*Required action:* Return each line of the records below that contains the word "striped".

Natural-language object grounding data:
----------------
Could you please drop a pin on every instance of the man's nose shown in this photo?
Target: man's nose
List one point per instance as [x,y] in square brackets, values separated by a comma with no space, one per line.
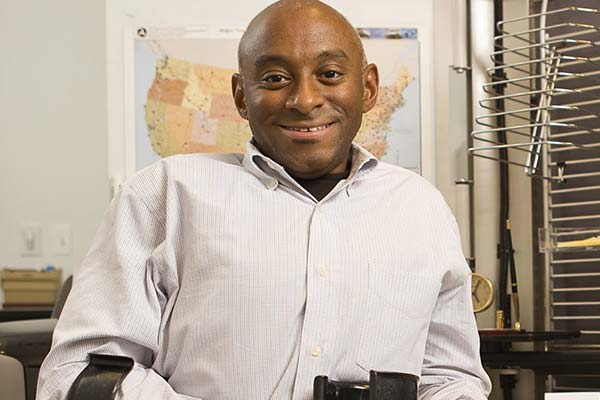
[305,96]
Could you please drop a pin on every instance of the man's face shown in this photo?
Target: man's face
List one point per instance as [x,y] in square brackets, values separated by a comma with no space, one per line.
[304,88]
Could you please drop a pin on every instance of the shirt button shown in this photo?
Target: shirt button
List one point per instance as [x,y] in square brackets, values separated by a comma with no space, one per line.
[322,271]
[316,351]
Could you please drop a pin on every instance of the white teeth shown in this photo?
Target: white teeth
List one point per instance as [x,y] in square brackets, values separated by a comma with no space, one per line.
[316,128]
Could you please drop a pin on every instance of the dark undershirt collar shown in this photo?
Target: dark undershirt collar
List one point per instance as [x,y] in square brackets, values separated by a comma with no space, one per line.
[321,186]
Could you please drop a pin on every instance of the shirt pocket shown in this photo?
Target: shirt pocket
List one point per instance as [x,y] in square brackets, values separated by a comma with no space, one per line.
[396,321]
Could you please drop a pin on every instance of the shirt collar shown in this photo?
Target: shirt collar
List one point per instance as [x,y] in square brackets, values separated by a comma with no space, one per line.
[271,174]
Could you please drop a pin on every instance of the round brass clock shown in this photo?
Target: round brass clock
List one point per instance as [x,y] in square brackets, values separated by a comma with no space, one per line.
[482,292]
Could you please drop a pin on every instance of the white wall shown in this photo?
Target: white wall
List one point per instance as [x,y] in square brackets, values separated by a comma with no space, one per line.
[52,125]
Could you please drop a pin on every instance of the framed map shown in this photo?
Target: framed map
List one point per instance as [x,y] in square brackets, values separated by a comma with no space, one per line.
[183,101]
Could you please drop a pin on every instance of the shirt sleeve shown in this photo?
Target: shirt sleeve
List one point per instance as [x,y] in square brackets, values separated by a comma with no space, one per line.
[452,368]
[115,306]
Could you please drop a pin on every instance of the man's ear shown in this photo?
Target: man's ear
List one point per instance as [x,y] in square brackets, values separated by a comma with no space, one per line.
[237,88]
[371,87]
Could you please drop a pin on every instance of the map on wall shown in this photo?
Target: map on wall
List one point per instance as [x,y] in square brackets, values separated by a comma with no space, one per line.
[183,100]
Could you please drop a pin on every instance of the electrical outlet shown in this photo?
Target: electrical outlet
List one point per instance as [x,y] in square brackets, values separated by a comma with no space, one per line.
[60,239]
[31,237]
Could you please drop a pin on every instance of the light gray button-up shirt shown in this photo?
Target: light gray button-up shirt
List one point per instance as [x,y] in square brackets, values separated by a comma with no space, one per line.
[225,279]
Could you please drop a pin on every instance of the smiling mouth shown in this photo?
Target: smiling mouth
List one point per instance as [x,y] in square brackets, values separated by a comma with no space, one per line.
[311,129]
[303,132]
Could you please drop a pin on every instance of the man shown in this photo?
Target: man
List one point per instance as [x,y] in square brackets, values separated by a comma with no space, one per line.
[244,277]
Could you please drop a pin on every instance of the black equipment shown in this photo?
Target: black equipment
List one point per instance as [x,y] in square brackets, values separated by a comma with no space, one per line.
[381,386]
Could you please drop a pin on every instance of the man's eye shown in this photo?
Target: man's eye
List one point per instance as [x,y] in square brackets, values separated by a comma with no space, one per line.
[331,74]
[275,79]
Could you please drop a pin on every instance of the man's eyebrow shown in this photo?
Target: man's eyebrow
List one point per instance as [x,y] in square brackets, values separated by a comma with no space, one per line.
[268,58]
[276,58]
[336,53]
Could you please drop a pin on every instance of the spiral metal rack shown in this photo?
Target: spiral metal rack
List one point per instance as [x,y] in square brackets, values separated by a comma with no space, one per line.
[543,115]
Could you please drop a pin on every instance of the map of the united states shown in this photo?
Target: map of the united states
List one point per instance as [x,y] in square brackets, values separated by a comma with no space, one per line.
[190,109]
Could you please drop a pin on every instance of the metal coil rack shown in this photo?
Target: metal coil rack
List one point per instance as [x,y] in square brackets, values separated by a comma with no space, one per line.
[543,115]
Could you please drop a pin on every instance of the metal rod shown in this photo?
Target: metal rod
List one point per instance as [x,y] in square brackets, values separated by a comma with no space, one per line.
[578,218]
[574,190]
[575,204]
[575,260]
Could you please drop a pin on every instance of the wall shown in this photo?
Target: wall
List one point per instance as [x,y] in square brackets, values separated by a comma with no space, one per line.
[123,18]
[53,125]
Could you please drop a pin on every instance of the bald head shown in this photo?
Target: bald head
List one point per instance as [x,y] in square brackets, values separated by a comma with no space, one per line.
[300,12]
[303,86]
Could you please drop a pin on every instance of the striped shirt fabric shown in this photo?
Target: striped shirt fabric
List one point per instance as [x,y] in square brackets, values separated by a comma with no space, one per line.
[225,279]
----------------
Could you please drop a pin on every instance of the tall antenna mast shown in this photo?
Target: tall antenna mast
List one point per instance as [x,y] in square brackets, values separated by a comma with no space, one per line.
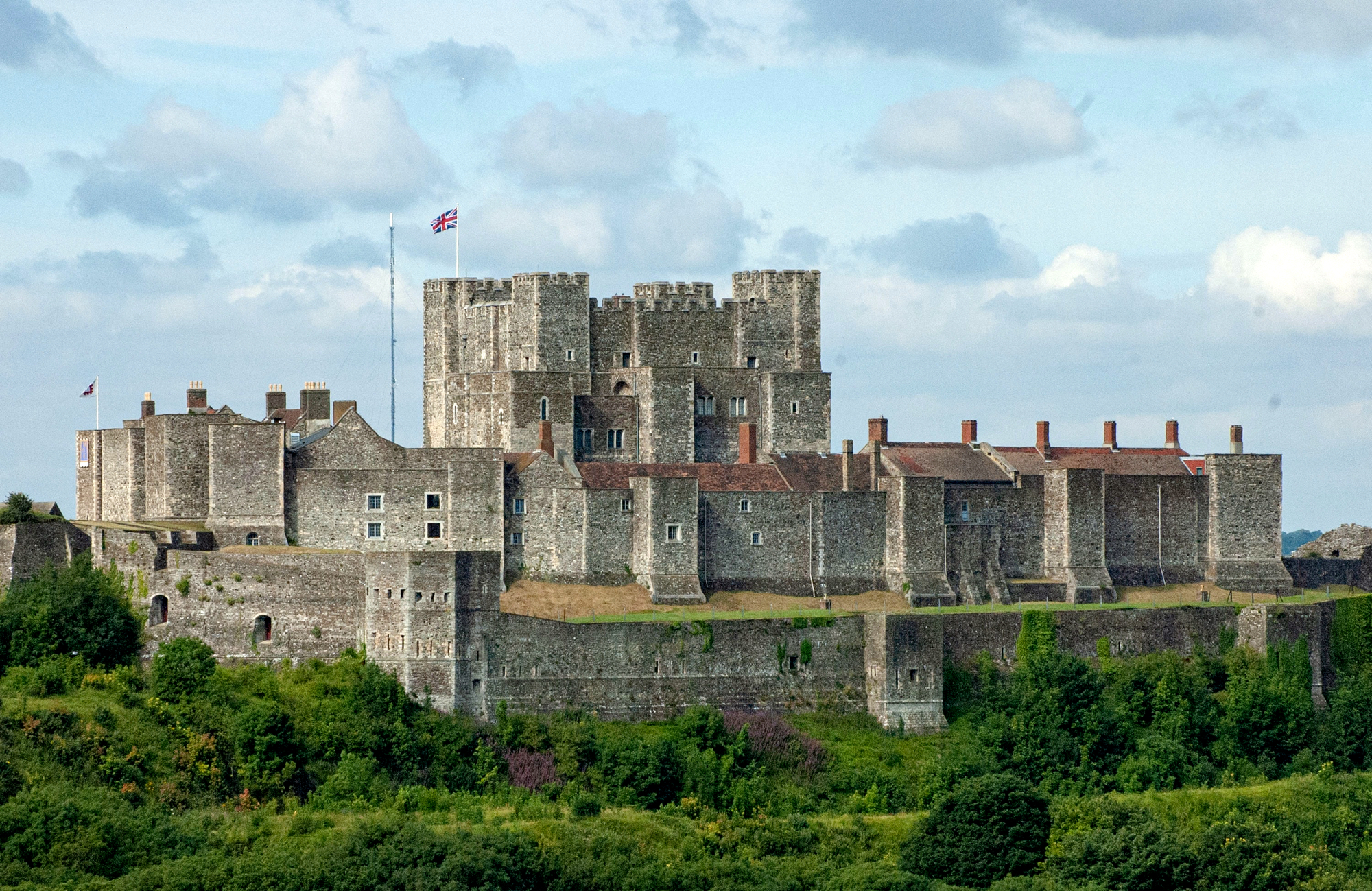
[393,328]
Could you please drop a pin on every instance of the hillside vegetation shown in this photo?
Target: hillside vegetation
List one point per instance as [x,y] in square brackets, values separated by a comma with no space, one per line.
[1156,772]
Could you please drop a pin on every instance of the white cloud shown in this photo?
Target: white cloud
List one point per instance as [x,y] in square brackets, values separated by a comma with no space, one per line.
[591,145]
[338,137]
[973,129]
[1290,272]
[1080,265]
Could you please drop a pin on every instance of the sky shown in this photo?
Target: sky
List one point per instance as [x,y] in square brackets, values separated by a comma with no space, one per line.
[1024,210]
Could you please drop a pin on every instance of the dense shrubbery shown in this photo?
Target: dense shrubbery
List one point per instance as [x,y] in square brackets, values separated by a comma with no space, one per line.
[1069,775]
----------------
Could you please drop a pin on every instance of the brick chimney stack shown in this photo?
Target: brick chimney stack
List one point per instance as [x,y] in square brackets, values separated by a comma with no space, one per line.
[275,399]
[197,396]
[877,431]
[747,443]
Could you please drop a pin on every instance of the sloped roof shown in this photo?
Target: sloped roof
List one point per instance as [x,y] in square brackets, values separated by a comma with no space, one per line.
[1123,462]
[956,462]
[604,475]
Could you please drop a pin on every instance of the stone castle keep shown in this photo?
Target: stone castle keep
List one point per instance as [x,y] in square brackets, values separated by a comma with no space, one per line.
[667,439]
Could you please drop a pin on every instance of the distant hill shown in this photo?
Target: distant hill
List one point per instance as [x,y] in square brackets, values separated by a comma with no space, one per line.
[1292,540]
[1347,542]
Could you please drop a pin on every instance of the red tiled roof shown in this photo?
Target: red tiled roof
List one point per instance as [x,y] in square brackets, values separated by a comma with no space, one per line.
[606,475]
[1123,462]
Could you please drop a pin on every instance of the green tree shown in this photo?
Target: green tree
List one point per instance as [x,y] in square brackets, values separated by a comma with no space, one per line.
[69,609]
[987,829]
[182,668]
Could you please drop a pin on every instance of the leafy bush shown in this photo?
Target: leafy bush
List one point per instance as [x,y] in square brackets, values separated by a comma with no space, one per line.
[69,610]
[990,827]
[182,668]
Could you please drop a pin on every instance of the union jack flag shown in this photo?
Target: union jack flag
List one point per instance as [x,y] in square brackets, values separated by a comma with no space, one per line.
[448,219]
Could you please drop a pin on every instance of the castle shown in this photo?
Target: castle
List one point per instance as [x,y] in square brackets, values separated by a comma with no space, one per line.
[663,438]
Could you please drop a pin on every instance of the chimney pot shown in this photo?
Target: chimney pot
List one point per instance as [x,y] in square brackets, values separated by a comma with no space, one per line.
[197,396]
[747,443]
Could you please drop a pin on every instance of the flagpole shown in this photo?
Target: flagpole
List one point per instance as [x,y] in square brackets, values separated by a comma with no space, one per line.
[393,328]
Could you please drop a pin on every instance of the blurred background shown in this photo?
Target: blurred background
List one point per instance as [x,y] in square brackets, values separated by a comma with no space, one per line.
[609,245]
----------------
*Expected answer:*
Could you please drop a pin on every instance of the striped shirt fabric shown in this photo?
Target: striped shirt fabric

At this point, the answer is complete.